* [STATED PROBLEM]
Please return each line of the listing below that contains the word "gray".

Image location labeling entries
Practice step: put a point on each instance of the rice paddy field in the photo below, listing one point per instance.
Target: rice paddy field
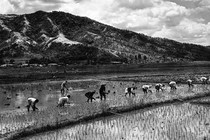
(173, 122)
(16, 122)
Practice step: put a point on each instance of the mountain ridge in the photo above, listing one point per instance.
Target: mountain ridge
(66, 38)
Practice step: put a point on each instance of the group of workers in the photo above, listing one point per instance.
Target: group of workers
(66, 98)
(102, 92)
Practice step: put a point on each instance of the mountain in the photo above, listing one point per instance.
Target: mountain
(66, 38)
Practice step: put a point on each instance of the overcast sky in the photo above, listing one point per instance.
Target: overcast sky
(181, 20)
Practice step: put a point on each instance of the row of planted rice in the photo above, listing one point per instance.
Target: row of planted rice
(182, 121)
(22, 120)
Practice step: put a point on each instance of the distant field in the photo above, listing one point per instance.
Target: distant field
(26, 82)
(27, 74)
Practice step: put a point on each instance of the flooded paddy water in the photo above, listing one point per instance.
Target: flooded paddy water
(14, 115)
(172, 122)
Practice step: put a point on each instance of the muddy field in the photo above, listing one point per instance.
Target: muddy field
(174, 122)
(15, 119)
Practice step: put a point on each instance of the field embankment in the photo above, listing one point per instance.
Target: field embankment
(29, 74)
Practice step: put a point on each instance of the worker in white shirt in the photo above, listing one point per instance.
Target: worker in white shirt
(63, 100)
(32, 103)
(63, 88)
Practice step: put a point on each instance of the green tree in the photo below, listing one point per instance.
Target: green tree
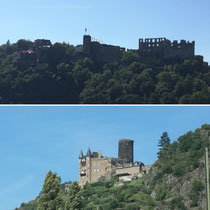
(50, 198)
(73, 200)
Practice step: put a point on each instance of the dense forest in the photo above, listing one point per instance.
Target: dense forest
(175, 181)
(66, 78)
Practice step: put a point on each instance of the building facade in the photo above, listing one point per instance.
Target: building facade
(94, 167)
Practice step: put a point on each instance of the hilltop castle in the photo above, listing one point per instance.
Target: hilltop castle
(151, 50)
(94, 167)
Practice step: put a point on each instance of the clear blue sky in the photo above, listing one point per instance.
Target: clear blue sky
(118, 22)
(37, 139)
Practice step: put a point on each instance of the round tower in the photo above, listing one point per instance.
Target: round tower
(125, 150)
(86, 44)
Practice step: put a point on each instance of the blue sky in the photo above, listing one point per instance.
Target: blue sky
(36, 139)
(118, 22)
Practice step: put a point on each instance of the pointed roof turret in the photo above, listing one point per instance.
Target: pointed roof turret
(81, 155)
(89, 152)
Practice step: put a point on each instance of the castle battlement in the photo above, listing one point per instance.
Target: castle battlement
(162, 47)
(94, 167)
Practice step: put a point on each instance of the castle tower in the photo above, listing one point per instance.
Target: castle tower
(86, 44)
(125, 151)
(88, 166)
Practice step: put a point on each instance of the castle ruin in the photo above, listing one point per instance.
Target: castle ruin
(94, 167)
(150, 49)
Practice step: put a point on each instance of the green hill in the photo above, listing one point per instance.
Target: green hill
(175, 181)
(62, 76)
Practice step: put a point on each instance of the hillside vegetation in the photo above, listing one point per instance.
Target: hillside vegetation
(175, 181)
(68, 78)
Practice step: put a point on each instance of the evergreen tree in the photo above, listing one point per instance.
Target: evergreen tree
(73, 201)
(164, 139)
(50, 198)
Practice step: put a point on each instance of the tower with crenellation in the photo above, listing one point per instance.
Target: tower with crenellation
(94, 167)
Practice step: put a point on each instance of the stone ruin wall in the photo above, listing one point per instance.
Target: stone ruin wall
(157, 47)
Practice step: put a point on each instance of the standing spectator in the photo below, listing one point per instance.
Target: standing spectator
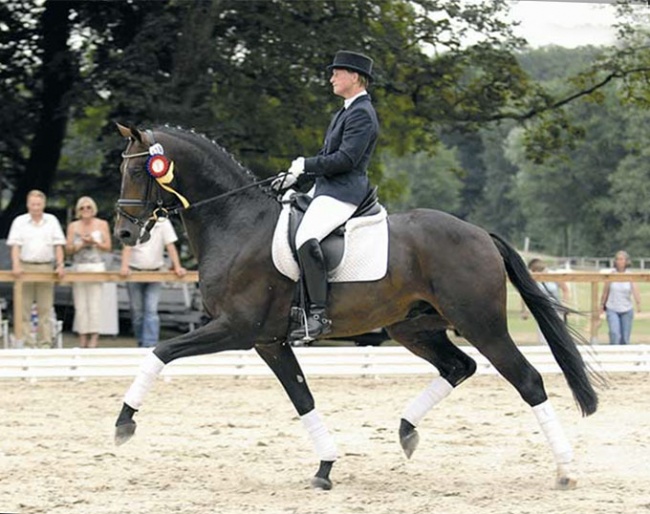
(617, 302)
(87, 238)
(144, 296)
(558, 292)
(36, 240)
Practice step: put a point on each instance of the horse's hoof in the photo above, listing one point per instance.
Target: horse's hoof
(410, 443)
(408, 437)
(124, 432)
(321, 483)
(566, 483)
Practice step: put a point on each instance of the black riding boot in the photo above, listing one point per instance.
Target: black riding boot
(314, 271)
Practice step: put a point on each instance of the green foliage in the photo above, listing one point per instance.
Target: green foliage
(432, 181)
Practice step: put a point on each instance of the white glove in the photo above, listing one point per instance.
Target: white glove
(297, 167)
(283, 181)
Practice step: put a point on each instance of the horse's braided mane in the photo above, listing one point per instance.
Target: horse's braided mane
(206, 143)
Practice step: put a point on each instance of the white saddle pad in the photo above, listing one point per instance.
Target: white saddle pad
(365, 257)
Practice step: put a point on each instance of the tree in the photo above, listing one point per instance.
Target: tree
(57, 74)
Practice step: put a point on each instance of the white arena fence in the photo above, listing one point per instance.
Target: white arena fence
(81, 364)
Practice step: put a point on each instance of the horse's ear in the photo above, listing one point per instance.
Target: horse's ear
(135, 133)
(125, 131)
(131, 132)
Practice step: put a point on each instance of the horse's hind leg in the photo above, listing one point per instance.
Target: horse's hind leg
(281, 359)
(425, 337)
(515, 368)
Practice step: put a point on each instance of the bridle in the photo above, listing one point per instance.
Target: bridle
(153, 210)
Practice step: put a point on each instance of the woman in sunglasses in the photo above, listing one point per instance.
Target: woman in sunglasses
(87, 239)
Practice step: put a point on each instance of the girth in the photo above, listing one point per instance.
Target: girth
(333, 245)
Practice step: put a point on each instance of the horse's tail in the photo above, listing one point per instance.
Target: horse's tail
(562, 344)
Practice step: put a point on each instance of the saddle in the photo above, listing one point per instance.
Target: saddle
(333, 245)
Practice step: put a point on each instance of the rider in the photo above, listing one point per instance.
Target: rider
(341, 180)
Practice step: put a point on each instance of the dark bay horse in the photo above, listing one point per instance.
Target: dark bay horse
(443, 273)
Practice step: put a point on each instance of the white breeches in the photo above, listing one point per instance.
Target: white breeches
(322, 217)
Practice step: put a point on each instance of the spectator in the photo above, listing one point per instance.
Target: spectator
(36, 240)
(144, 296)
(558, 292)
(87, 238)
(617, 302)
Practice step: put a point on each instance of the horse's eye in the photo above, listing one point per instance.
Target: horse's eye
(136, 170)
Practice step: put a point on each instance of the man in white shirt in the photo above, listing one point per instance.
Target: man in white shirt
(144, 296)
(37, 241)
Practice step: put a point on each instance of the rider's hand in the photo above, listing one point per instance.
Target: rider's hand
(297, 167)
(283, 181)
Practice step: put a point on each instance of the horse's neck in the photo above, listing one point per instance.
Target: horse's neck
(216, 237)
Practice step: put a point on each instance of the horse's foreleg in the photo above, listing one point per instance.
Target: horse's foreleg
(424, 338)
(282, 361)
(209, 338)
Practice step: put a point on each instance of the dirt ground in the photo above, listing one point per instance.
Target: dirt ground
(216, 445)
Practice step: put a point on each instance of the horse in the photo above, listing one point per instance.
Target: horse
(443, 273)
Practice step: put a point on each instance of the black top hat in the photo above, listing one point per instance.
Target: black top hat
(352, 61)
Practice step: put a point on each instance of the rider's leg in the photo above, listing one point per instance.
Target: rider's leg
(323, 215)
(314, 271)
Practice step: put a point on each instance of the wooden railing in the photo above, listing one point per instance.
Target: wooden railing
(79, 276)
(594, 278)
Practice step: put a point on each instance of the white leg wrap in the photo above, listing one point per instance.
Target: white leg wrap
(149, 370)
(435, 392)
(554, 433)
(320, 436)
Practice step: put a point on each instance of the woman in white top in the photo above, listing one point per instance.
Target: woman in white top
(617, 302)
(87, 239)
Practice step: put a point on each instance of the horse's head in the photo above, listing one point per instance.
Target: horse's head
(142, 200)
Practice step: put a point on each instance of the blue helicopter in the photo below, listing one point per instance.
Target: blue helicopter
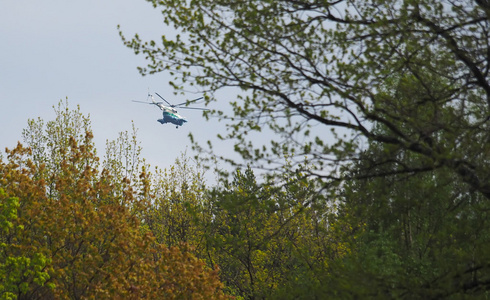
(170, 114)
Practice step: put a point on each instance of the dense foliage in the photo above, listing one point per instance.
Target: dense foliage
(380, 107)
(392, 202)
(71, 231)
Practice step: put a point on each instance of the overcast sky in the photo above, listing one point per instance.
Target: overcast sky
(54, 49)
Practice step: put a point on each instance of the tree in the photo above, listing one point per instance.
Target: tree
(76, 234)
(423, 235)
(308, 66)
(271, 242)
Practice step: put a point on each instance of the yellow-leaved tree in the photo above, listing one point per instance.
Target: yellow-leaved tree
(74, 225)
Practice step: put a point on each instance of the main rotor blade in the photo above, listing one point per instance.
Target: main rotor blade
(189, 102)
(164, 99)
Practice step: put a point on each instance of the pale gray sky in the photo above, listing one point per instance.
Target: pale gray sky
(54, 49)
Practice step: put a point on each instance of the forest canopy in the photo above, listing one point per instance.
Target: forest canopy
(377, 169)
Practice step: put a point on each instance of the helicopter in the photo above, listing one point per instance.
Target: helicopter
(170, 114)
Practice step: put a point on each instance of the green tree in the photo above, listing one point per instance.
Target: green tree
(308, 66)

...

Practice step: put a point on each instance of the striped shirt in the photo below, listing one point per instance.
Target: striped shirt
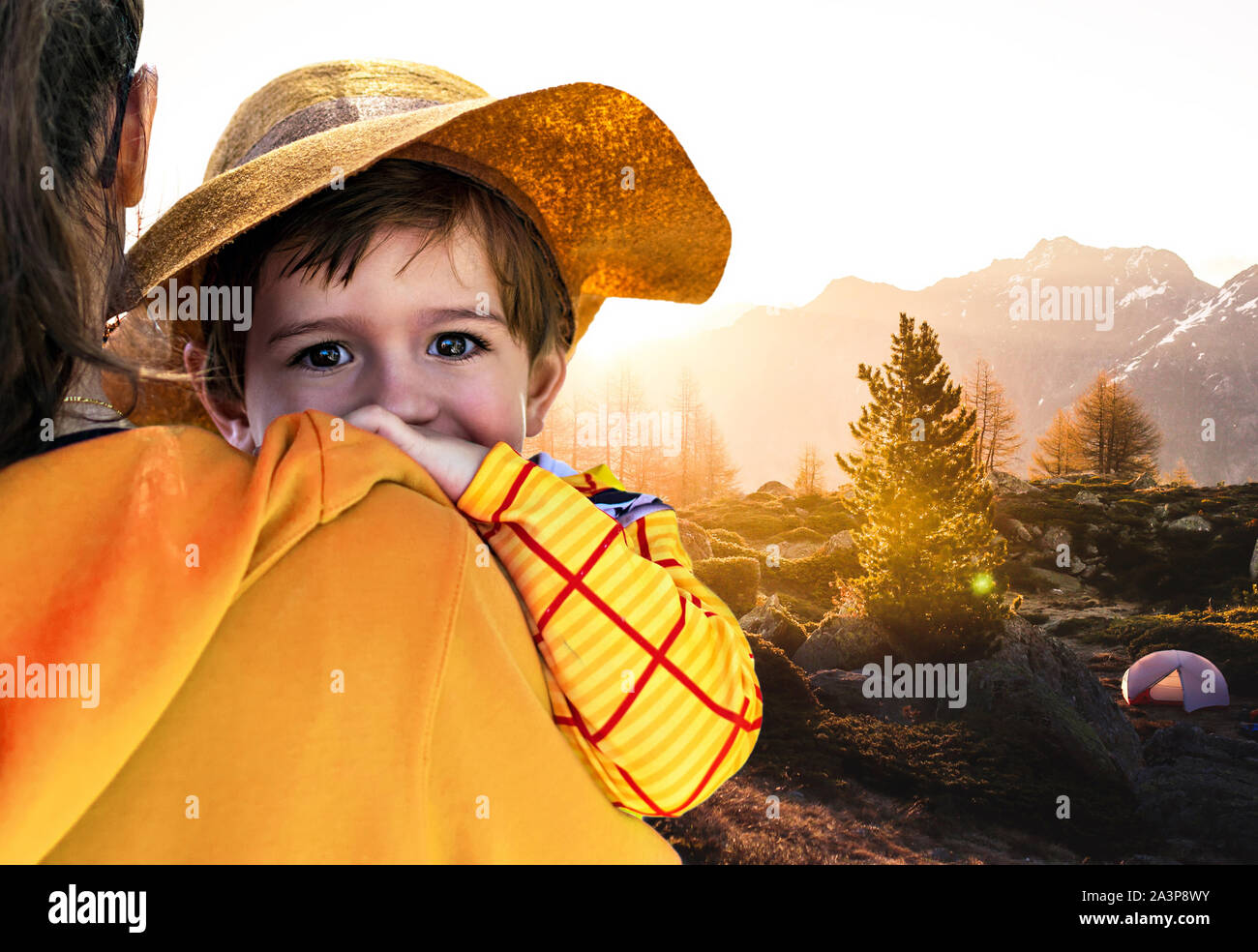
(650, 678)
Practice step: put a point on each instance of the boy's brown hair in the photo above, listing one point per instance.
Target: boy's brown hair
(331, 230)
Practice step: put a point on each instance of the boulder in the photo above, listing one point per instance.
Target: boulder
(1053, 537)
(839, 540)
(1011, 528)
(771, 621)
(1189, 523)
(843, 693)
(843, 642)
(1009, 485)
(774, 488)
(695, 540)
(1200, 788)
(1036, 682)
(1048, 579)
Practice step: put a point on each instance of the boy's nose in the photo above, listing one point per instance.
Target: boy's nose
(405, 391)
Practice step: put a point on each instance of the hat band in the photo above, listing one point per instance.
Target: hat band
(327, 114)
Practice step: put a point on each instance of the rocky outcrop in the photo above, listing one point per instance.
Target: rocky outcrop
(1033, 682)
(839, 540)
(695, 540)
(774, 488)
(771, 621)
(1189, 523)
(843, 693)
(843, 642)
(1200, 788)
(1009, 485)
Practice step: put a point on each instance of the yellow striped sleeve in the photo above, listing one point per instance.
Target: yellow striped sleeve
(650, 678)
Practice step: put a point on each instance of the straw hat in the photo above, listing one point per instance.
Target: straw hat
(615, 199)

* [ANSWER FOR THE TASK]
Practice step: put a point on each instance of the pale gray sky in the photo above, listing one point per instance.
Target: pale gray sky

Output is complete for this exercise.